**Text passage**
——
My apologies that I missed something you were looking for a response to. Could you point me to the right post for your explanation? I’m involved in too many threads and I found others I missed.
It’s quite simple: People involved in religious cults will often believe ridiculous things for no good reason, at times with such fervour that they will give up their lives rather than renounce their belief. There are many examples of this, one of which I have mentioned (The Heaven’s Gate cult)
We know that the Gospels are not contemporary or eyewitness accounts but, rather, are compilations of stories that had been told about Jesus and his first followers by the early Christians, which were written in the form we know them likely around AD 70 or later. As such, they are records of the beliefs of these early followers, and not necessarily of historic events that happened during Jesus’s lifetime (though undoubtedly some of these are included in the stories.)
There is nothing complicated or improbably about this. Rather, it is consistent with how we know religions and cults arise and develop in other instances.
Unless you believe Jesus preached at another time than around 33 AD., there were people alive to dispute what the early Christians said about Jesus. So where are records of that? Why aren’t there any stories of people squashing this cult by showing them Jesus body?
Just because some people give their lives up for ridiculous things, doesn’t mean all people do. There are plenty of people who are valid heroes and risk their lives for something they believe to be important. So this goes back to motivation. If it was a hallucination again, there probably would have been someone that would have said - hey look, the body is right here, you guys are dumb.
Forty years later? I would assume that these hypothetical ‘real eye witnesses’ would have long forgotten events (if they weren’t Christians, it’d have just been another execution – which the Romans did routinely). Also, this assumes that even if they were alive, they were living in the area where the Gospels were published, and read them (or had the Gospels read to them).
Why would anyone bother to do that? You assume Christianity was this massive organized force that the Roman Empire needed to “squash.” There is no reason to assume the authorities were even aware that some followers had come to believe Jesus had been resurrected, if the belief even had begun at that time, and no reason to assume they would have cared.
But it means that it is an indisputable fact that people will give up their lives for things that are untrue. So if some of the early Christians gave up their lives in the belief that Jesus was resurrected, this does not mean their belief was true.
Where are the records or people telling the members of the Heaven’s Gate cult “Look, you can use this telescope. See any spaceship? No, right?”
I don’t believe it was a hallucination.
——
[Collected data entries]
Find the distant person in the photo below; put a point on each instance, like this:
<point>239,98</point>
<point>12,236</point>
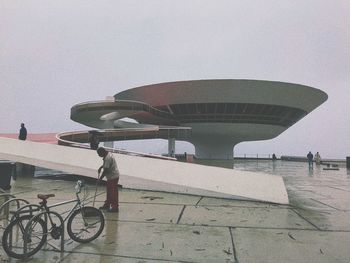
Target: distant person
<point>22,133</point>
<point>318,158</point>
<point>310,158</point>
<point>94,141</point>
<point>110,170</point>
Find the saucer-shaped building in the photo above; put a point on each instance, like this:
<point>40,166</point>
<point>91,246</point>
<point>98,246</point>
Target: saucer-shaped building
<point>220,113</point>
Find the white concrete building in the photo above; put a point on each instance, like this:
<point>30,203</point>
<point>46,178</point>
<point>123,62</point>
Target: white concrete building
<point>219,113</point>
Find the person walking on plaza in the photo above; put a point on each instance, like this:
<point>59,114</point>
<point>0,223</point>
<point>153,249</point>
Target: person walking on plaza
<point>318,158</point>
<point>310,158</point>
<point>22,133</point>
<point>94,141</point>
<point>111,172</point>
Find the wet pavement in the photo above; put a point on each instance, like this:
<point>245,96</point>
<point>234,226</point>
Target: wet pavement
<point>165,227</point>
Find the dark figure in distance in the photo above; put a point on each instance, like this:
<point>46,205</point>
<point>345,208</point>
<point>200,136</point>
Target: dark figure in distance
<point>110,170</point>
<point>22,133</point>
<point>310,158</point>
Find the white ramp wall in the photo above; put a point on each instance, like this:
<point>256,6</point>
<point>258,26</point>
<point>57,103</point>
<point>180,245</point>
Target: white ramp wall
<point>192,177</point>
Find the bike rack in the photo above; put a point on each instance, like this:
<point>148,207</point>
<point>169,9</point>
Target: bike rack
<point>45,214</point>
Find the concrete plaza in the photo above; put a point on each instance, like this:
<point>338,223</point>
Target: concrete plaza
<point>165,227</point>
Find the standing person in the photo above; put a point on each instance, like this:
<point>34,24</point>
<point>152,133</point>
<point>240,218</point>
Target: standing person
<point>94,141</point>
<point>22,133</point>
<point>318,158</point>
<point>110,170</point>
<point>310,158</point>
——
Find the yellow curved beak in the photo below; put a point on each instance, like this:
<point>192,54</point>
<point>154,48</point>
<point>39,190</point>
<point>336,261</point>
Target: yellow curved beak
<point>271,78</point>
——
**Set tasks**
1. Answer these questions using the debate about the Gospels and early Christians:
(a) Which cult is named as an example of people who gave up their lives for a belief?
(b) Around what time were the Gospels likely written in the form we know them?
(c) Around what year does the debate say Jesus preached?
2. Retype the passage of the debate about the Gospels and early Christians from "We know that" up to and including "them Jesus body?".
3. Extend the debate about the Gospels and early Christian belief, starting after its last sentence.

**In response**
1.
(a) The Heaven's Gate cult.
(b) Around AD 70 or later.
(c) Around 33 AD.

2.
We know that the Gospels are not contemporary or eyewitness accounts but, rather, are compilations of stories that had been told about Jesus and his first followers by the early Christians, which were written in the form we know them likely around AD 70 or later. As such, they are records of the beliefs of these early followers, and not necessarily of historic events that happened during Jesus’s lifetime (though undoubtedly some of these are included in the stories.)
There is nothing complicated or improbably about this. Rather, it is consistent with how we know religions and cults arise and develop in other instances.
Unless you believe Jesus preached at another time than around 33 AD., there were people alive to dispute what the early Christians said about Jesus. So where are records of that? Why aren’t there any stories of people squashing this cult by showing them Jesus body?

3.
If they were running around saying Jesus had come back from the dead, I’m sure there were lots of people saying “You guys are dumb.” Just as I’m sure people told the Heaven’s Gate cult they were dumb to castrate themselves and believe a spaceship was coming to take them to another world. Didn’t change their minds, though, did it?
Only saying “40 years later” because most scholars agree that if the writers knew the temple was destroyed they would have included it in the gospels. It’s just harder to prove they were written only a few years after Jesus’ death, though there’s a theory that the gospel of Matthew was and I agree with it. Paul’s letters are considered earlier than some of the gospels.
I don’t really know how many of them are still around compared to how prominent Christians were at a similar point after the death of Jesus. If you’d watched the video, you would have seen that there is one guy who did not take part in the suicide but still believes in the faith and believes he was spared to spread the word. Maybe he is the Saul of Tarsus of the Heaven’s Gate, who know?
In any event, it is not clear what argument, if any, you are trying to make. That Christianity continued to spread does not mean it is true. Islam is currently spreading faster than Christianity, not to mention other cults that have spread rapidly in recent years such as Scientology.
No, “most writers” do not agree with that. Just some Christian apologists.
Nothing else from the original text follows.